The Story
The Notebook That Nobody Could Find
A data analyst at a mid-size company runs an analysis on why Q3 revenue dipped. It takes two days. The notebook disappears into a shared drive. Two months later, a different analyst runs the same analysis. The question was already answered - it just couldn't be found, shared, or trusted. This is not a rare story. It is the default state of data work at most companies.
Hex is the company that decided to fix this. Not with another dashboard tool. Not with a smarter chatbot. With a single, connected workspace where the analysis you run today becomes the foundation someone else builds on tomorrow.
"At Hex, we've long believed that our work should compound - that data teams shouldn't be stuck rerunning the same analyses, only for their insights to disappear into a forgotten notebook or buried slide."
Barry McCardel, CEO & Co-Founder
Three People, One Frustration
Barry McCardel, Caitlin Colgrove, and Glen Takahashi all worked at Palantir. They were good at building data tools. They were also deeply familiar with what data tools consistently failed to do: connect the person doing the analysis to the person who needed the answer. The gap between "notebook full of insight" and "decision made by a VP" was routinely filled by screenshots, PowerPoint slides, and urgent Slack messages at 9pm.
In 2020, they left to build the tool they always wished existed. They incorporated Hex Technologies and started with a deceptively simple idea: what if a notebook wasn't just where you did the work, but also where you shared it, governed it, and let others explore it? What if writing SQL and building a dashboard were part of the same document?
The beauty of code, McCardel argued, is its infinite flexibility. The tools of the future should unleash that flexibility, not constrain it.

☆ ☆ ☆ ☆

Problem requirements
Repeat word for word the part of the Hex story starting at "Barry McCardel, CEO" and ending at "messages at 9pm.".

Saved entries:

☆ ☆ ☆ ☆

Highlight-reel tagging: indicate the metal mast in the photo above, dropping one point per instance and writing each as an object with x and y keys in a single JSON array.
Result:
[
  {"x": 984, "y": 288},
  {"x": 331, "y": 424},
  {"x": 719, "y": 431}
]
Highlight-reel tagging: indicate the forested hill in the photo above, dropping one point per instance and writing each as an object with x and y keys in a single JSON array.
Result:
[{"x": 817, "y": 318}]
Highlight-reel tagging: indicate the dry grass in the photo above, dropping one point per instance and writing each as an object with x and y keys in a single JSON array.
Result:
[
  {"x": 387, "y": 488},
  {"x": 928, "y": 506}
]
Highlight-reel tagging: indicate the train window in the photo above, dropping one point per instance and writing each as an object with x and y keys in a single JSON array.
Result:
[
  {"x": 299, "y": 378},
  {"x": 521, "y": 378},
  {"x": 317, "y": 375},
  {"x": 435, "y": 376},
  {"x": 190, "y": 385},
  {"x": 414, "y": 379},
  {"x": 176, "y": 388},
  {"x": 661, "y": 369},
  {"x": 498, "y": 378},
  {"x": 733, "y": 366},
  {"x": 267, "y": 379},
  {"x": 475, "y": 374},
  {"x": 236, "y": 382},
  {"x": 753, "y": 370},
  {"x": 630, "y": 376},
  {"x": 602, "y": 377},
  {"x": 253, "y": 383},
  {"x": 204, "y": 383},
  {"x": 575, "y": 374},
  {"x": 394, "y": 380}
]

☆ ☆ ☆ ☆

Result below
Barry McCardel, CEO & Co-Founder
Three People, One Frustration
Barry McCardel, Caitlin Colgrove, and Glen Takahashi all worked at Palantir. They were good at building data tools. They were also deeply familiar with what data tools consistently failed to do: connect the person doing the analysis to the person who needed the answer. The gap between "notebook full of insight" and "decision made by a VP" was routinely filled by screenshots, PowerPoint slides, and urgent Slack messages at 9pm.